What to produce: Copy every line of the data exactly, leaving nothing out.

[Part of a data file]
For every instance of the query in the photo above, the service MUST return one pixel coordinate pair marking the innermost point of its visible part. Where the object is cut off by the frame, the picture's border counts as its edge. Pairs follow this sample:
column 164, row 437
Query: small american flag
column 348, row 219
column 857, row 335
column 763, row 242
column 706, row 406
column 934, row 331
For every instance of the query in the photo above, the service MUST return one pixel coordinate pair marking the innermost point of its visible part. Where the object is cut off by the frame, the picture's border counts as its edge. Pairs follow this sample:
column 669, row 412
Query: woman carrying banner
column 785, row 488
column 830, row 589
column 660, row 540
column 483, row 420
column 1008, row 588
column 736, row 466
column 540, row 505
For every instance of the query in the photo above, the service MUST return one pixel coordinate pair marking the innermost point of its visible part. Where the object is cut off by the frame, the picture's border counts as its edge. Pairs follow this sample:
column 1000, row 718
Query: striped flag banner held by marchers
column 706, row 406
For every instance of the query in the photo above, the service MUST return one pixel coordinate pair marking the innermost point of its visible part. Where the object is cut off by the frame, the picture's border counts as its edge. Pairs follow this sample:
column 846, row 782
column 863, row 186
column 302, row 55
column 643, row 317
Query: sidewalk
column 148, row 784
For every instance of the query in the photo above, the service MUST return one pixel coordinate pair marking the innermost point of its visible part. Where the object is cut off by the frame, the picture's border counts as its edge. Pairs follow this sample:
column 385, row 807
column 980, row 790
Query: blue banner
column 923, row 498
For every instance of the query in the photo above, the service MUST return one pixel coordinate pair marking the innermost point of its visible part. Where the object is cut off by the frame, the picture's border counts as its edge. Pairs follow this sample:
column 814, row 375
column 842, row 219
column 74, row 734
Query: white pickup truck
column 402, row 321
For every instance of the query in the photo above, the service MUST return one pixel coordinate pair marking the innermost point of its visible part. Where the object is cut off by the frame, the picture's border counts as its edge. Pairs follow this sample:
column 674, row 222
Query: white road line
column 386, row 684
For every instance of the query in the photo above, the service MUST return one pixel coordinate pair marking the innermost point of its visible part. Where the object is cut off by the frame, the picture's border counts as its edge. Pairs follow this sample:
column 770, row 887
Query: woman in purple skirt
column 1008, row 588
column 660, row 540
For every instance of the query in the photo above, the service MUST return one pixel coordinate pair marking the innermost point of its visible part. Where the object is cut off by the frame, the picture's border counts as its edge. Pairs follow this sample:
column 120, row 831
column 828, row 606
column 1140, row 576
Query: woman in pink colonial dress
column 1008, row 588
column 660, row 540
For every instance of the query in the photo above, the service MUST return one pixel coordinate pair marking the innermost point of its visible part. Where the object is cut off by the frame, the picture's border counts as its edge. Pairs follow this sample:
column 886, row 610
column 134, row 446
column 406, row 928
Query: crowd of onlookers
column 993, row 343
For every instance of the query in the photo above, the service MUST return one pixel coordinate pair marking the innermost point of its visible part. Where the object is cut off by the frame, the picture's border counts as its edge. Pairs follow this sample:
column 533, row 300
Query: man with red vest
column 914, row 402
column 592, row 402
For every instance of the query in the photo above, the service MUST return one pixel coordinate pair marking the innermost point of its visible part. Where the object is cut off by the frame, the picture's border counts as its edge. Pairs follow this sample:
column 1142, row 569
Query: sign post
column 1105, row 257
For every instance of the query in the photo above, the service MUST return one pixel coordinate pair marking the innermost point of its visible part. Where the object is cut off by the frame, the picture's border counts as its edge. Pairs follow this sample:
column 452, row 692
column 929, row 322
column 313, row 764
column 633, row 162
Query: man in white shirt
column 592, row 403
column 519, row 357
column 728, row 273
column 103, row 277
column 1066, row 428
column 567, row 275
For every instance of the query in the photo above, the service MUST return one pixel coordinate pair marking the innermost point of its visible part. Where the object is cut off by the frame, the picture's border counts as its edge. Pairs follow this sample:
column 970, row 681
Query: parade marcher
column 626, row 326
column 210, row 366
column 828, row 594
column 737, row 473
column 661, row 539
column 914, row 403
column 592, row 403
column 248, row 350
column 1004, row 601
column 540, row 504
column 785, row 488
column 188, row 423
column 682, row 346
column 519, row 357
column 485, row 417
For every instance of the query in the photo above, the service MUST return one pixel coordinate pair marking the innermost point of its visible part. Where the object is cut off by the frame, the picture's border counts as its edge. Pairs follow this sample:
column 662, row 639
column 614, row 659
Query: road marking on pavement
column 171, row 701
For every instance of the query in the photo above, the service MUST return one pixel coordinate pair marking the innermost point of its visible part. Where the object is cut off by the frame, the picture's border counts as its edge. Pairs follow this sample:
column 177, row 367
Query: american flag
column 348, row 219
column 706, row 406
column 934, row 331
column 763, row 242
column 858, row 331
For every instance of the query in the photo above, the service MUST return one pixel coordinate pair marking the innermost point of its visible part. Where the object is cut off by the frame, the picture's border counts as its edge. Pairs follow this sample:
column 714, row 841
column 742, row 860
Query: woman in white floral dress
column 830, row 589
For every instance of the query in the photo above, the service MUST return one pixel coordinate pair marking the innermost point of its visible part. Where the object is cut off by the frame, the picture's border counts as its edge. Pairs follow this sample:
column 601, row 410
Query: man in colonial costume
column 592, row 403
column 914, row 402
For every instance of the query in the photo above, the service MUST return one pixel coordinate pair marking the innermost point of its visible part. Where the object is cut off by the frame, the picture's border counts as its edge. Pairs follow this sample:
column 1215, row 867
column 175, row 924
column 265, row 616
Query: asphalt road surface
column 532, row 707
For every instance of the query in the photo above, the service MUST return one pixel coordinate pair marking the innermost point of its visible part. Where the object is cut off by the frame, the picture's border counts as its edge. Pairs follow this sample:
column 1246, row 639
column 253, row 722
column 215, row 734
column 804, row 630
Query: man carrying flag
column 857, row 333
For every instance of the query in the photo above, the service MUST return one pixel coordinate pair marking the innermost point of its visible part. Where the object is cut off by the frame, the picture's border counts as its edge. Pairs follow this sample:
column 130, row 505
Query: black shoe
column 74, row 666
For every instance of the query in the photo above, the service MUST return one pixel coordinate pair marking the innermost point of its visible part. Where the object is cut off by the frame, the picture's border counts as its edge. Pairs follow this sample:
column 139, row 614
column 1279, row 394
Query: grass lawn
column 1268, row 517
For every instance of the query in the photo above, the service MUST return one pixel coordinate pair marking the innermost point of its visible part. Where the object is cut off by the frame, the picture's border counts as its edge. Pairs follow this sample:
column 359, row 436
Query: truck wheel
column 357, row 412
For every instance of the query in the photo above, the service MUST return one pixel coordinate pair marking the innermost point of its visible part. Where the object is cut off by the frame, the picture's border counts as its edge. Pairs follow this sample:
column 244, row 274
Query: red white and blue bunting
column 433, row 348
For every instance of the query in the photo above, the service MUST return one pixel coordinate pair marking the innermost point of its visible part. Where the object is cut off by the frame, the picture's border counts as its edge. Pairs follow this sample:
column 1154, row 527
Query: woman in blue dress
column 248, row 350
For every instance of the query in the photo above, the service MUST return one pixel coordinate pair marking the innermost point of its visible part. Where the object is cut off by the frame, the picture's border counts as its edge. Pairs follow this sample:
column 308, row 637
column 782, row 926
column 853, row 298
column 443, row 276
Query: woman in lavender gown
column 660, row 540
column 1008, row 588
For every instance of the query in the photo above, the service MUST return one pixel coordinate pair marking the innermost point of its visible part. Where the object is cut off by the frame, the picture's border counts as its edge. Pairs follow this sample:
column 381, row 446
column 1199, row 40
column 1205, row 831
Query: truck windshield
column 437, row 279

Solution for this task:
For every instance of the query in the photo above, the service MUST return one pixel coordinate pair marking the innermost point of its visible part. Where the object is cut off by the frame, the picture's border counts as its edge. Pairs follow this sample:
column 164, row 437
Query: small american flag
column 348, row 219
column 857, row 335
column 763, row 242
column 706, row 406
column 934, row 331
For every instance of the query in the photo above, the service MUST return one pixel coordinate pair marking the innermost point of its visible part. Where the object is cut off by the frame, the picture's border counts as its edge. Pairs follow this sample:
column 669, row 412
Query: woman carrying banner
column 785, row 488
column 830, row 589
column 660, row 540
column 483, row 420
column 1008, row 588
column 736, row 466
column 540, row 505
For every instance of the query in the photo above, the service MUST return one pixel coordinate pair marking the innermost point of its visible part. Where the object is cut off by the frame, the picture's border counts as its edge. Pairs follow this sample:
column 1000, row 718
Query: striped flag banner held by marchers
column 706, row 406
For every instance of the query in the photo above, the service MUST return one pixel coordinate pair marking the innermost point of its visible part. Where the object is cut off by the frame, the picture's border counts as its edge. Pairs follow this sample:
column 846, row 782
column 863, row 186
column 302, row 55
column 643, row 317
Query: sidewalk
column 148, row 784
For every instance of the query in the photo above, the service MUST return one pixel coordinate pair marking the innermost point of its visible part. Where the object is cut off by the frame, the picture's border counts as its edge. Pairs follow this sample:
column 385, row 807
column 980, row 790
Query: blue banner
column 923, row 498
For every instance of the query in the photo above, the service MUST return one pixel coordinate pair marking the innermost point of its visible part. Where the object is cut off by the frame, the picture's border counts as its edge. Pairs follow this sample:
column 814, row 375
column 842, row 219
column 74, row 734
Query: white pickup truck
column 402, row 321
For every instance of the query in the photo above, the service MUST return one pixel coordinate pair marking the innermost point of its visible part. Where the object is cut off by the frame, the picture's border counts as its edge. Pairs follow this sample:
column 674, row 222
Query: white road line
column 386, row 684
For every instance of the query in the photo above, the service MUST return one pixel coordinate pair marking the innermost point of its visible part. Where the object is cut off by the frame, the picture's border counts as its edge. Pairs follow this sample:
column 770, row 887
Query: woman in purple skirt
column 1008, row 588
column 660, row 540
For every instance of the query in the photo above, the service MUST return one pixel coordinate pair marking the innermost point of its visible part. Where the object is cut off by the frame, the picture's border counts as its edge. Pairs follow this sample:
column 120, row 831
column 828, row 606
column 1140, row 576
Query: woman in pink colonial dress
column 1008, row 588
column 660, row 540
For every instance of the query in the photo above, the service MUST return one pixel coordinate pair marking the innermost point of its visible part. Where the object is cut off by the frame, the picture's border counts as its edge. Pairs follow this sample:
column 886, row 610
column 134, row 446
column 406, row 928
Query: crowd of onlookers
column 993, row 343
For every instance of the query in the photo above, the service MUST return one pixel coordinate pair marking the innermost point of its visible part. Where the object is cut off by the frame, the picture's border counts as its edge. Pairs follow this sample:
column 533, row 300
Query: man with red vest
column 914, row 402
column 592, row 402
For every instance of the query in the photo above, the service MUST return one pixel coordinate pair marking the innermost point of its visible part. Where the object is cut off by the frame, the picture's border counts as its edge. Pairs follow this sample:
column 1142, row 569
Query: sign post
column 1105, row 257
For every instance of the query in the photo above, the service MUST return one pixel coordinate pair marking the innermost point of its visible part. Where the object is cut off by the frame, the picture's border counts as its edge. Pairs follow this sample:
column 452, row 692
column 929, row 322
column 313, row 764
column 633, row 162
Query: man in white shirt
column 592, row 403
column 519, row 357
column 728, row 273
column 103, row 277
column 1066, row 428
column 567, row 275
For every instance of the query in the photo above, the service MUST return one pixel coordinate pair marking the innermost point of its visible part. Where the object is cut off by the frame, the picture's border counts as its edge. Pairs follow this sample:
column 970, row 681
Query: parade marcher
column 626, row 326
column 210, row 366
column 828, row 594
column 737, row 473
column 661, row 539
column 914, row 403
column 592, row 403
column 248, row 350
column 1004, row 601
column 540, row 504
column 785, row 488
column 188, row 423
column 682, row 346
column 519, row 357
column 485, row 417
For every instance of the query in the photo above, the service MUST return one pixel coordinate pair marking the innermost point of its visible part. Where the object is cut off by the frame, the picture's border counts as its edge. Pairs follow this sample:
column 662, row 639
column 614, row 659
Query: road marking on pavement
column 171, row 701
For every instance of the query in the photo above, the service MUST return one pixel coordinate pair marking the innermost point of its visible part. Where the object is cut off by the frame, the picture's border counts as its edge. Pairs follow this sample:
column 177, row 367
Query: american flag
column 348, row 219
column 706, row 406
column 934, row 331
column 763, row 242
column 858, row 331
For every instance of the query in the photo above, the service MUST return one pixel coordinate pair marking the innermost point of its visible part. Where the object is cut off by the frame, the picture's border counts as its edge. Pairs follow this sample:
column 714, row 841
column 742, row 860
Query: woman in white floral dress
column 830, row 589
For every instance of the query in the photo above, the service MUST return one pixel coordinate pair marking the innermost point of its visible part. Where the object is cut off by the frame, the picture's border counts as its edge. Pairs follow this sample:
column 601, row 410
Query: man in colonial costume
column 592, row 403
column 914, row 402
For every instance of the query in the photo above, the service MUST return one pixel coordinate pair marking the innermost point of its visible part. Where the object is cut off by the frame, the picture's border counts as its edge. Pairs follow this sample:
column 1215, row 867
column 175, row 924
column 265, row 616
Query: asphalt road surface
column 532, row 707
For every instance of the query in the photo above, the service MUST return one pixel coordinate pair marking the innermost point of its visible part. Where the object is cut off by the frame, the picture's border counts as its edge. Pairs follow this sample:
column 1246, row 639
column 253, row 722
column 215, row 734
column 804, row 630
Query: man carrying flag
column 857, row 333
For every instance of the query in the photo above, the service MUST return one pixel coordinate pair marking the innermost point of its visible part. Where the object is cut off by the frame, the picture's border counts as its edge. Pairs follow this sample:
column 130, row 505
Query: black shoe
column 74, row 666
For every instance of the query in the photo above, the service MUST return one pixel coordinate pair marking the innermost point of its visible part. Where the object is cut off by the frame, the picture's border counts as its edge. Pairs follow this sample:
column 139, row 614
column 1279, row 394
Query: grass lawn
column 1268, row 517
For every instance of the query in the photo above, the service MUST return one pixel coordinate pair marking the innermost point of its visible part. Where the object is cut off by the frame, the picture's border counts as its edge. Pairs follow this sample:
column 359, row 436
Query: truck wheel
column 357, row 412
For every instance of the query in the photo above, the service MUST return one pixel coordinate pair marking the innermost point of its visible part. Where the object is cut off by the frame, the picture's border counts as its edge. Pairs follow this sample:
column 244, row 274
Query: red white and blue bunting
column 433, row 348
For every instance of the query in the photo above, the service MUST return one pixel coordinate pair marking the innermost point of its visible part. Where the object is cut off by the frame, the picture's border counts as its edge. Pairs follow this sample:
column 1154, row 527
Query: woman in blue dress
column 248, row 350
For every instance of the query in the photo above, the service MUST return one pixel coordinate pair marking the innermost point of its visible part. Where the object is cut off by the frame, the picture's border counts as its edge. Pairs follow this sample:
column 308, row 637
column 782, row 926
column 853, row 298
column 443, row 276
Query: woman in lavender gown
column 660, row 540
column 1008, row 588
For every instance of the query in the photo above, the service MUST return one pixel coordinate pair marking the innermost point of its visible part. Where the object is cut off by the frame, the picture's border counts as its edge. Pairs follow this sample:
column 381, row 446
column 1199, row 40
column 1205, row 831
Query: truck windshield
column 437, row 279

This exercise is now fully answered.